[DATA PROVIDED]
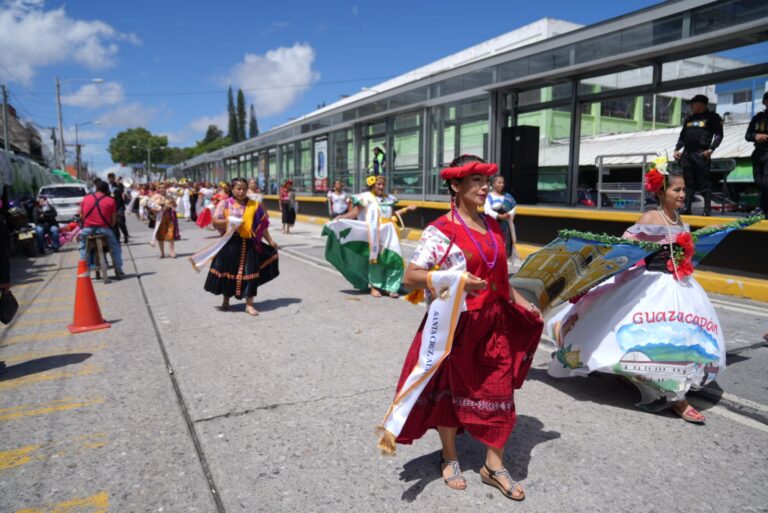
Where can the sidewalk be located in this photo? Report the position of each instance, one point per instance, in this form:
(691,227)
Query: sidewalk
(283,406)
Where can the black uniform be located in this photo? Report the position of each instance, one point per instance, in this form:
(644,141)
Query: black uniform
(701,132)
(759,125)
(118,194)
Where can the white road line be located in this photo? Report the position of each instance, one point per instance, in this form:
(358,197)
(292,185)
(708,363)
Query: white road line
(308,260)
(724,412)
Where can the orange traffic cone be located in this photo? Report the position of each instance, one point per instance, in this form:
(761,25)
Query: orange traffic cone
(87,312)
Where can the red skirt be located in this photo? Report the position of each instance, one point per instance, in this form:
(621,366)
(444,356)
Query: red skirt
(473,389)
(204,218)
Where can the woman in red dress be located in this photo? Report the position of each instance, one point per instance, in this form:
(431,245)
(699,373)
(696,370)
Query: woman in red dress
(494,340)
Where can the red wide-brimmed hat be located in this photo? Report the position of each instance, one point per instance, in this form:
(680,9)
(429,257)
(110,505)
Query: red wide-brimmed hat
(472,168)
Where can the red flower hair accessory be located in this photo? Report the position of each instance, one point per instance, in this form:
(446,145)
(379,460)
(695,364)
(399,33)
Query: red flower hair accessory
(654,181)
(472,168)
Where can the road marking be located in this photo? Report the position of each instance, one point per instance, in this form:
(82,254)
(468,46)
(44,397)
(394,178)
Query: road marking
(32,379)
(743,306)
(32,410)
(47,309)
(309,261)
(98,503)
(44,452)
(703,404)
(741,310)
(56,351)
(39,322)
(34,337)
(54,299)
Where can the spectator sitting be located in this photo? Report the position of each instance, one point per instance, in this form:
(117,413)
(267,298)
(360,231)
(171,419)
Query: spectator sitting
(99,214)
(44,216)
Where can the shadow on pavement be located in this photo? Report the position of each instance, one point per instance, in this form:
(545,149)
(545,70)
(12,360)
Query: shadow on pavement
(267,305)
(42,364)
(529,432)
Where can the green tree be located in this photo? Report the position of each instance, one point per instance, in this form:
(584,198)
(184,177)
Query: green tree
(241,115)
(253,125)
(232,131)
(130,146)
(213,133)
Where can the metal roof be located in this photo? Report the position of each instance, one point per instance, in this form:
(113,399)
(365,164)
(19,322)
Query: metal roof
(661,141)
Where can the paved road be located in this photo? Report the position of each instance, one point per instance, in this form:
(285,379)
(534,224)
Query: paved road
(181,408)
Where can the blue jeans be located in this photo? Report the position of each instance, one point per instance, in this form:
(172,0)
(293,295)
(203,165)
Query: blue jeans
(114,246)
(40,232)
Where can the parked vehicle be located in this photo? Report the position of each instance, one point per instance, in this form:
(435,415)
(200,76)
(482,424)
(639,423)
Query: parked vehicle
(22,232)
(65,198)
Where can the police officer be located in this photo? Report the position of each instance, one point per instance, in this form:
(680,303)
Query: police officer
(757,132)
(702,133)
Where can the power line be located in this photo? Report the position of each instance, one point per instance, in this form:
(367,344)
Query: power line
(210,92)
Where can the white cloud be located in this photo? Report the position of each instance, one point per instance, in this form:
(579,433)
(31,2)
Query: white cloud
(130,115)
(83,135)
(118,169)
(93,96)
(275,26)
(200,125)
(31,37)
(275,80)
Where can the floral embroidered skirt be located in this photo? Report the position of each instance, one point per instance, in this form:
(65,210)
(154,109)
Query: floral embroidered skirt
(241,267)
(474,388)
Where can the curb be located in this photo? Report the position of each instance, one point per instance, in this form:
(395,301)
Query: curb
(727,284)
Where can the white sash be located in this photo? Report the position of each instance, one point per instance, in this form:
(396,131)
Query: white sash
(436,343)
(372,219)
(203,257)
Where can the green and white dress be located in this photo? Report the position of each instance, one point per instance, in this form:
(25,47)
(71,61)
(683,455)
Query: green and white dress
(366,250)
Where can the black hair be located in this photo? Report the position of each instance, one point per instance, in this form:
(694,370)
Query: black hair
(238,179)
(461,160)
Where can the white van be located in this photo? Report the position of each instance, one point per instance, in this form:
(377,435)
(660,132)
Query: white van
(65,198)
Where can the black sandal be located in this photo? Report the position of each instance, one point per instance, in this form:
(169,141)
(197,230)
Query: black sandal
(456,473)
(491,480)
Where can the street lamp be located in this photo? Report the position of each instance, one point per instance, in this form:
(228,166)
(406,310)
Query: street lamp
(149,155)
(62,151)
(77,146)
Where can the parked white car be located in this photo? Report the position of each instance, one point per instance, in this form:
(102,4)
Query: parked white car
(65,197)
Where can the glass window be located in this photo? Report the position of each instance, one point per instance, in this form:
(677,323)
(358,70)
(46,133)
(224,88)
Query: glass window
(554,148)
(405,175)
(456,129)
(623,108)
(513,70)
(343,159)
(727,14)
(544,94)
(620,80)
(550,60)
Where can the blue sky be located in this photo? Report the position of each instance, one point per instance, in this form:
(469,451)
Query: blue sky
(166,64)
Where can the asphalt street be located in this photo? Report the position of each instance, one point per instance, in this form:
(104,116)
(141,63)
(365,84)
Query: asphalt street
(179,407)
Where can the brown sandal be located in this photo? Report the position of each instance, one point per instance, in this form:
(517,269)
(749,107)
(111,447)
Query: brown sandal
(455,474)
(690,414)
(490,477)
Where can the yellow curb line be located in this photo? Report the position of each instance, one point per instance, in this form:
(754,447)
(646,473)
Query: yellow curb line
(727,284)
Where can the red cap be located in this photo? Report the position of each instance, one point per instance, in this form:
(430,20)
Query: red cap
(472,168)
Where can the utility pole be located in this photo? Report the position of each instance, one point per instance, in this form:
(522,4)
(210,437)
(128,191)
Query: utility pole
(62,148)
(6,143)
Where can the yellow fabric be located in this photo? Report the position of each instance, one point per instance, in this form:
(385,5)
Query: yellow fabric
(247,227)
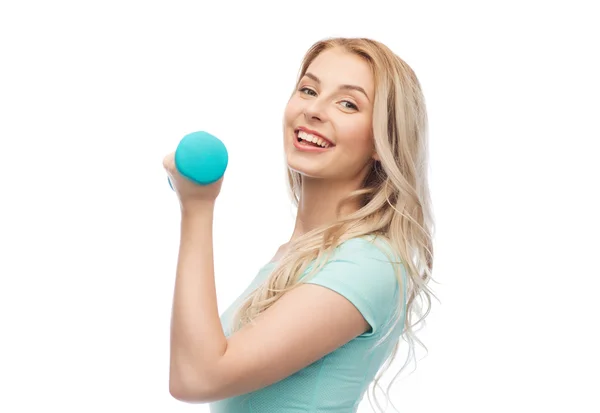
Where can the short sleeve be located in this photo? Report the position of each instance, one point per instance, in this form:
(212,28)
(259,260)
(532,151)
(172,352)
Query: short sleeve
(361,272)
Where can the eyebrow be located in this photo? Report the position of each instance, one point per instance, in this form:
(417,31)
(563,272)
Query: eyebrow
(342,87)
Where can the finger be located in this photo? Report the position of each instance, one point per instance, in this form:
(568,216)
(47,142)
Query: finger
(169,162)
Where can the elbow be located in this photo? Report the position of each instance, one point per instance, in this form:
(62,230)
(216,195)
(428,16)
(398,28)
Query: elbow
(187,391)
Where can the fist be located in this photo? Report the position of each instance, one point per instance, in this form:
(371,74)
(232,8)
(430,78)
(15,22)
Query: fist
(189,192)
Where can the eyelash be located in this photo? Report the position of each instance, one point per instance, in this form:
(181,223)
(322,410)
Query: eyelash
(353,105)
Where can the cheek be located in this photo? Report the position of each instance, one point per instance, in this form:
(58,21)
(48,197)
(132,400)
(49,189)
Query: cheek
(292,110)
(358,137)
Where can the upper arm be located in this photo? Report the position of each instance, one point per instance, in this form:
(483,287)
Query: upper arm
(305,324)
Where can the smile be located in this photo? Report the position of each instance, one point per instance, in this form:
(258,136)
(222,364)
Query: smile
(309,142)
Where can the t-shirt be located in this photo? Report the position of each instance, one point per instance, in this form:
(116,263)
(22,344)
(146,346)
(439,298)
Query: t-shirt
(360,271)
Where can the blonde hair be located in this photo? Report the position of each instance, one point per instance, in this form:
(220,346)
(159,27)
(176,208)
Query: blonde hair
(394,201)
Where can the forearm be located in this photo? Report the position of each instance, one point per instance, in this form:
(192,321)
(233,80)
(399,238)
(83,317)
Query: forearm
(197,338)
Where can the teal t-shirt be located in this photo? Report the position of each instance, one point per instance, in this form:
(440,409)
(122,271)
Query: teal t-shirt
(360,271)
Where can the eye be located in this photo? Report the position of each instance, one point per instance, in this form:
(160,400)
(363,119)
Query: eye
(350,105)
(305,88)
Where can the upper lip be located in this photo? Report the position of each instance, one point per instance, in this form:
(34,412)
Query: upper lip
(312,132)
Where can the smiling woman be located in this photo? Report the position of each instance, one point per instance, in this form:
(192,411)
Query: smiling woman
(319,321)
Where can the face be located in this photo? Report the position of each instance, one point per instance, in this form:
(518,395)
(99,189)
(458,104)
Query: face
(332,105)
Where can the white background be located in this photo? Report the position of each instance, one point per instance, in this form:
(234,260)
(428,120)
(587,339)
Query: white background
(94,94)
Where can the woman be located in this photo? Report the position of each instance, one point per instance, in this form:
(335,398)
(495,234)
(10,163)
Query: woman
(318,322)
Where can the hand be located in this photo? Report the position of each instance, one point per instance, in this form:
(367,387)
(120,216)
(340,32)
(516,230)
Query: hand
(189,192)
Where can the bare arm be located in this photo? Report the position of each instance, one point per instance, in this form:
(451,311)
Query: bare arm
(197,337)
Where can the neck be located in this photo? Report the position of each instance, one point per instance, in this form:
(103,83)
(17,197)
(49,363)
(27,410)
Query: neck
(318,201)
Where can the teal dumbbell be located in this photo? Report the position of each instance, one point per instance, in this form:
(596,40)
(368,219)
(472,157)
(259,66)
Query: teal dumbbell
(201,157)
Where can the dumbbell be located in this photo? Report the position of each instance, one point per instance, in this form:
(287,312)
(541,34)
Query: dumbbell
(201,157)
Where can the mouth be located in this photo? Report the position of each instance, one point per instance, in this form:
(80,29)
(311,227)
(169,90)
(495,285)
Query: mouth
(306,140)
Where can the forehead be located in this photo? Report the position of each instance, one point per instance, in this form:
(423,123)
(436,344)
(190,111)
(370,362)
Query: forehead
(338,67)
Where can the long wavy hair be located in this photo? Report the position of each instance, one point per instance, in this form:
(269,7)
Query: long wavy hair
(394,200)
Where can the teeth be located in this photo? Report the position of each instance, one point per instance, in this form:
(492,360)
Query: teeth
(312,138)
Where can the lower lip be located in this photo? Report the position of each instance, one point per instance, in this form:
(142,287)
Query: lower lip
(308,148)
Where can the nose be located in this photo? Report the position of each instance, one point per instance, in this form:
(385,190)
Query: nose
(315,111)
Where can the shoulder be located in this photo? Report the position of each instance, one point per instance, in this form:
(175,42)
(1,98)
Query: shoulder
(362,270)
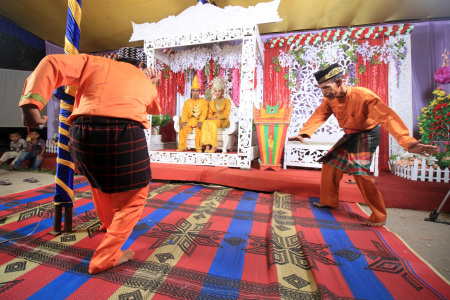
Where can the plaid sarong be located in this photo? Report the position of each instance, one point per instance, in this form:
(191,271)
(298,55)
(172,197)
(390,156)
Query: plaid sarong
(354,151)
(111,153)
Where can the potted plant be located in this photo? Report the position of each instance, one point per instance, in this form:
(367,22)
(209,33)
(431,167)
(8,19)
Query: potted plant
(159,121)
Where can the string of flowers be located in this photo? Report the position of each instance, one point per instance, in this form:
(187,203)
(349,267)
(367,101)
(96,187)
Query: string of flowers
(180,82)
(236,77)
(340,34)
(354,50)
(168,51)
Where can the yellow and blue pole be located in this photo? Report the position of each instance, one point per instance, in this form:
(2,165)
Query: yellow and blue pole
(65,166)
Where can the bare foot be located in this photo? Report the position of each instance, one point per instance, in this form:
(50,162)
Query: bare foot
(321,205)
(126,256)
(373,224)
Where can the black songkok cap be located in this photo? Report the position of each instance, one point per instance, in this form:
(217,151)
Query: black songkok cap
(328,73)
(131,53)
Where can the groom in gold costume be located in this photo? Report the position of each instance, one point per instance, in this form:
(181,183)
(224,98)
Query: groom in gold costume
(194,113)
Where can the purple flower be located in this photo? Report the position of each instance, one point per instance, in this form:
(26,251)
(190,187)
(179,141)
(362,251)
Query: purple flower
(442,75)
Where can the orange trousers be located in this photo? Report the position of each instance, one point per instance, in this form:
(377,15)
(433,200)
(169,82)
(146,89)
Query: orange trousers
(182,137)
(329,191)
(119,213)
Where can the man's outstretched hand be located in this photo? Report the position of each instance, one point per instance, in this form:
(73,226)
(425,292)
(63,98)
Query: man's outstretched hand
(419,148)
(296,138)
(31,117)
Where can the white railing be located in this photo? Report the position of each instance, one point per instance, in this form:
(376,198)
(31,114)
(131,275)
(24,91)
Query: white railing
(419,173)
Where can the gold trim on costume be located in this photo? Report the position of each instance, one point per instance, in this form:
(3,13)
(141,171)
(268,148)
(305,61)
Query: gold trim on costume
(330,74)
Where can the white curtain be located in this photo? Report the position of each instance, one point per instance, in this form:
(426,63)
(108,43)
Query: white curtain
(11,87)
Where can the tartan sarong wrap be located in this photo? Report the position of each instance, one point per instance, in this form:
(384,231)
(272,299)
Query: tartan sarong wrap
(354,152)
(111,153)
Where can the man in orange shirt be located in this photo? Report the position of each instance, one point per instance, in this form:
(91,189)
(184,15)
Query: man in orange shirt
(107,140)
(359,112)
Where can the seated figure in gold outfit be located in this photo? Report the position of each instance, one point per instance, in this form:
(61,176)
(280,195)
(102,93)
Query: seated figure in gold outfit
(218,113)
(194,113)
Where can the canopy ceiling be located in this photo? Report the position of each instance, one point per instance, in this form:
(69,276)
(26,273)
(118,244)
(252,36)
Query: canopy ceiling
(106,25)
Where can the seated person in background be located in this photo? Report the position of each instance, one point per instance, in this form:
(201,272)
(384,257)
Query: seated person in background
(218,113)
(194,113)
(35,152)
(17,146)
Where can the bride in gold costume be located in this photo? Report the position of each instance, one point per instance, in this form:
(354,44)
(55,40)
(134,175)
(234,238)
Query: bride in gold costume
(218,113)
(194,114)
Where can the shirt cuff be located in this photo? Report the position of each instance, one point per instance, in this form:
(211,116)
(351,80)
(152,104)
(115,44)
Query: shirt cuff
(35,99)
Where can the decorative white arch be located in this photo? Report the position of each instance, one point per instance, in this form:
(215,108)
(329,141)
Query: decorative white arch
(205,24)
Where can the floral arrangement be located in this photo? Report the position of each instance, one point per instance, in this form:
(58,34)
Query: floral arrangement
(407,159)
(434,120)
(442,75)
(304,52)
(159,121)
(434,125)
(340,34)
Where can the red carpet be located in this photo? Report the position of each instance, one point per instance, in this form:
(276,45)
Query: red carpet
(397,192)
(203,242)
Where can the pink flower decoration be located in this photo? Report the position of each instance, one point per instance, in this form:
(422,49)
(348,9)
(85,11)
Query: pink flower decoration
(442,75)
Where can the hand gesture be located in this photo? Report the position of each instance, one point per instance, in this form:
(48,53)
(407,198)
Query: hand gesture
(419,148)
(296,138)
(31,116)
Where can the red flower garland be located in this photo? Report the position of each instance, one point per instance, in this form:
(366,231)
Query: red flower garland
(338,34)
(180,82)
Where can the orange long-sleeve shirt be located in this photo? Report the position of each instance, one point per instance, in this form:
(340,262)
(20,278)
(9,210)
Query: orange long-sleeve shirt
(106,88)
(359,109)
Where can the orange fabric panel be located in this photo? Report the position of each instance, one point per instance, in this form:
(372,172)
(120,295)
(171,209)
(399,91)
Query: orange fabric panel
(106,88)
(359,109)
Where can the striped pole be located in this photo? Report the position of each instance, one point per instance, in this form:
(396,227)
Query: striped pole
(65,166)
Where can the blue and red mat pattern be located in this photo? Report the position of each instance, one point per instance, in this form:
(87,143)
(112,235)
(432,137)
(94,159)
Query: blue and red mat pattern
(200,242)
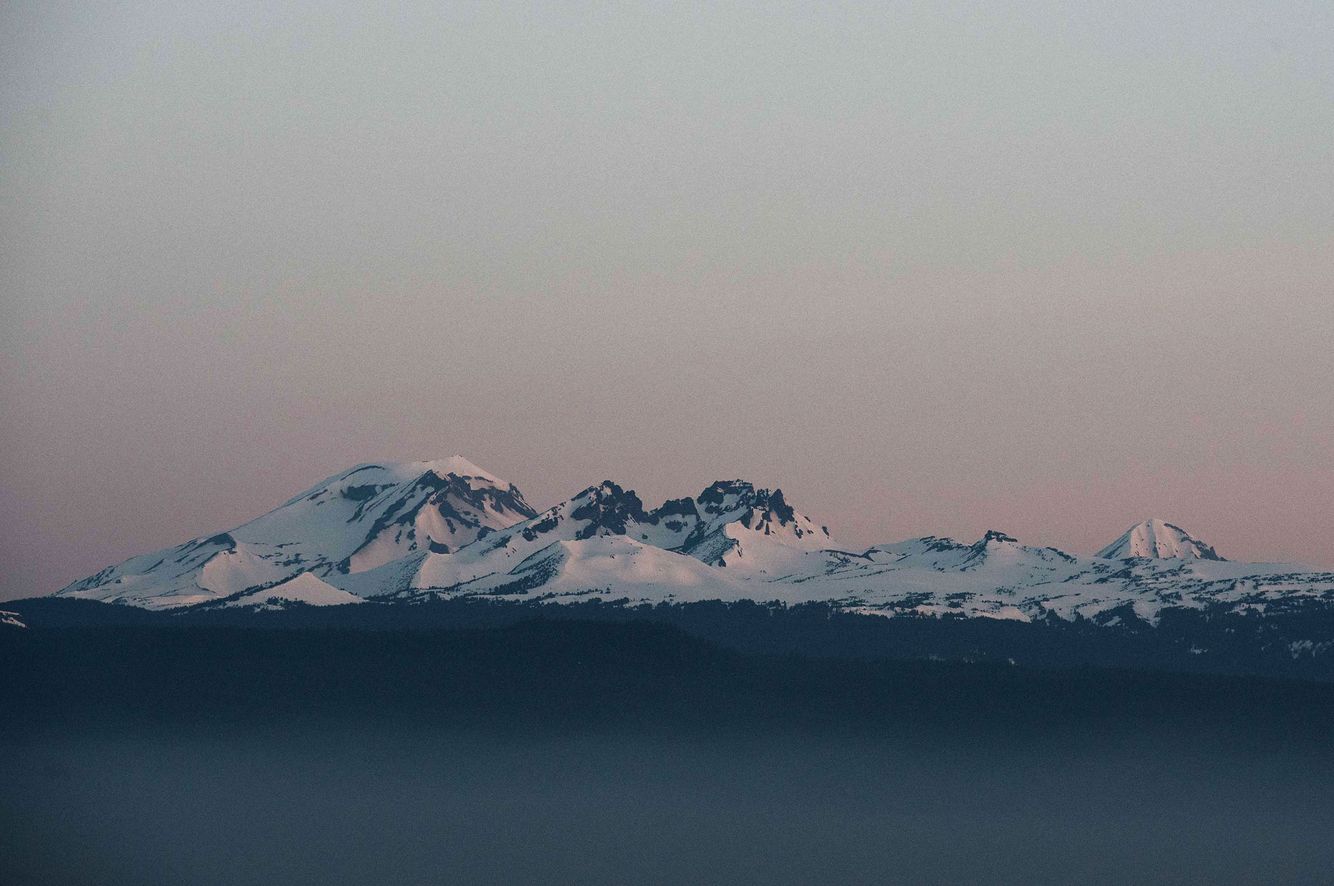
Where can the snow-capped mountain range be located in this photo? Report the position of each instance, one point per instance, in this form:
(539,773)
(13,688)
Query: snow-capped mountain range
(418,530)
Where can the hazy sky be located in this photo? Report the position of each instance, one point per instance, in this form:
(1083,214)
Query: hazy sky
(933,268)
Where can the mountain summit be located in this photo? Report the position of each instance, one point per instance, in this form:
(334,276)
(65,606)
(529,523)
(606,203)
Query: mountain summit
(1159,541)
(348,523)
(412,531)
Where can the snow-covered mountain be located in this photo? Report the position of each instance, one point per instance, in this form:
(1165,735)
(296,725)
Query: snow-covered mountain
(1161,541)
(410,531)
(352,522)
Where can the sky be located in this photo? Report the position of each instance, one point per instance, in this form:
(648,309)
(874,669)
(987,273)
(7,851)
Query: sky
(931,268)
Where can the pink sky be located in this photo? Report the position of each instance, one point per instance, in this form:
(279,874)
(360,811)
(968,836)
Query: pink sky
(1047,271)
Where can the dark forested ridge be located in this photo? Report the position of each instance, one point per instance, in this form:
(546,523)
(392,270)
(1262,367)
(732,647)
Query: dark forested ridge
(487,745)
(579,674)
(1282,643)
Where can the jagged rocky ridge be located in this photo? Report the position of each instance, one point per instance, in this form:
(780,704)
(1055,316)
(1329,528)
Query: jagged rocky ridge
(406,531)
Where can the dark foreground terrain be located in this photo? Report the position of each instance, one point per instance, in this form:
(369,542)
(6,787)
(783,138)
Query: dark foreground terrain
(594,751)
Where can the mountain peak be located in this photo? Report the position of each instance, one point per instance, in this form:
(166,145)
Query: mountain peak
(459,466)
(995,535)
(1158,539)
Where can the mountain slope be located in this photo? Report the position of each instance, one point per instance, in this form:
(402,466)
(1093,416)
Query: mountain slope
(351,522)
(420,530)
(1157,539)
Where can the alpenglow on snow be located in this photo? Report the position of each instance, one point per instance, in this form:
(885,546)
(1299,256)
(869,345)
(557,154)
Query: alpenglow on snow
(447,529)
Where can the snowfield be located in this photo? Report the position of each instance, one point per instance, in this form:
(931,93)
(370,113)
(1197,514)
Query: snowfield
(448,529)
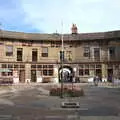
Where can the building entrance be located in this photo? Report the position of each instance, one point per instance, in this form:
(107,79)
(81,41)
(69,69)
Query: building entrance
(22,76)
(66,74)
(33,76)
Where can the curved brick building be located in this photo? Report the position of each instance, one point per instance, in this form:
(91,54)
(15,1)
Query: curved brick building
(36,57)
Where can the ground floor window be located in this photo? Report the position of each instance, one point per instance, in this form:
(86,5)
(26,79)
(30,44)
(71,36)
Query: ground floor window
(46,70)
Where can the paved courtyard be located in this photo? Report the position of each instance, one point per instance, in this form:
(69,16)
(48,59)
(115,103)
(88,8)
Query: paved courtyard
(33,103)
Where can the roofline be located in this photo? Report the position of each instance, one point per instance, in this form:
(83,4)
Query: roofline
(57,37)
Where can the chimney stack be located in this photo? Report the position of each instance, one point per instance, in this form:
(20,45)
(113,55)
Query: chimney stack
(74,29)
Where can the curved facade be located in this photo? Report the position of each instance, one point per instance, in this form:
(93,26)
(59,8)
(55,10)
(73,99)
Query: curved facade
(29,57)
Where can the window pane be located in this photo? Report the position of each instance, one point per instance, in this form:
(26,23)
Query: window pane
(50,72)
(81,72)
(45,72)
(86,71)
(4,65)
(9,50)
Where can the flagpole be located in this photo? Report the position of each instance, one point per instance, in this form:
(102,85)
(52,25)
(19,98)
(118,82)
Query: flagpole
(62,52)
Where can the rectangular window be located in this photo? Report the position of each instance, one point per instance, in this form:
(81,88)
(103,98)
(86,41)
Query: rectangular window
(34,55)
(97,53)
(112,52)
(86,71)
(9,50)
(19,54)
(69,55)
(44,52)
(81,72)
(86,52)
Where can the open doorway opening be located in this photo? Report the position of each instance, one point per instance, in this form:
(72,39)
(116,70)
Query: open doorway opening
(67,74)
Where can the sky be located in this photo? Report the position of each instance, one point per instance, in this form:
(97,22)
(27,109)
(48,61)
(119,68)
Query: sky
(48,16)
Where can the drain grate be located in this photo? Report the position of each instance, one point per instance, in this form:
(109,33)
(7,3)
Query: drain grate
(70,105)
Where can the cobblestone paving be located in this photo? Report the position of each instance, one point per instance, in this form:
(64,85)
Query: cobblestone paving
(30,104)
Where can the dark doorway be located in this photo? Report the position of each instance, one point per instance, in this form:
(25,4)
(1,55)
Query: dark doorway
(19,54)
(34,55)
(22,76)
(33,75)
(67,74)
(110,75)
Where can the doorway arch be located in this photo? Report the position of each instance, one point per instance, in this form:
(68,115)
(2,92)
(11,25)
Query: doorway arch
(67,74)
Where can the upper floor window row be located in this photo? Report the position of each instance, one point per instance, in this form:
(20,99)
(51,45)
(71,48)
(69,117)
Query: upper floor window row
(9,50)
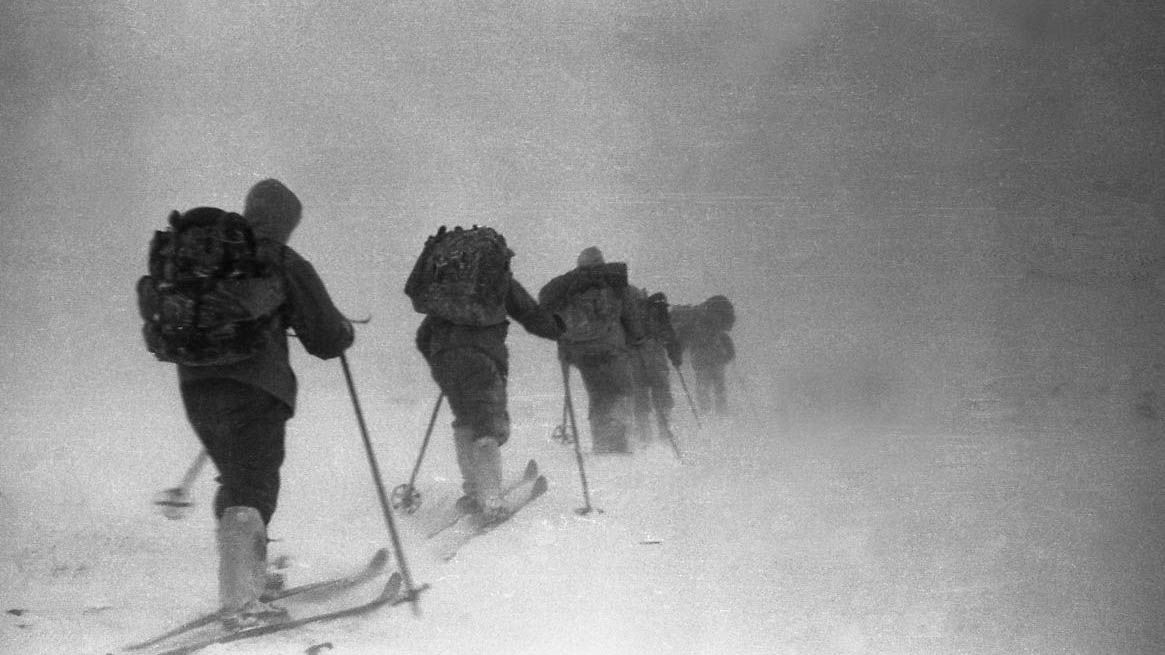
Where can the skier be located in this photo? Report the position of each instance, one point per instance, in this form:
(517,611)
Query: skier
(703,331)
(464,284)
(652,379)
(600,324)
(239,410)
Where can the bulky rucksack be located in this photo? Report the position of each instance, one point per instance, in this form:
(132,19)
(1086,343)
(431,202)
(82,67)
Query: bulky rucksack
[/DATA PROVIDED]
> **AIM OF THE TASK**:
Filter the listing above for lines with the word "bulky", and copy each one you find.

> **RESPONSE TO THE TASK**:
Where can the bulky rucksack be located in this photo? Report the position of each instance, one point per instance, in this form:
Query: bulky rucksack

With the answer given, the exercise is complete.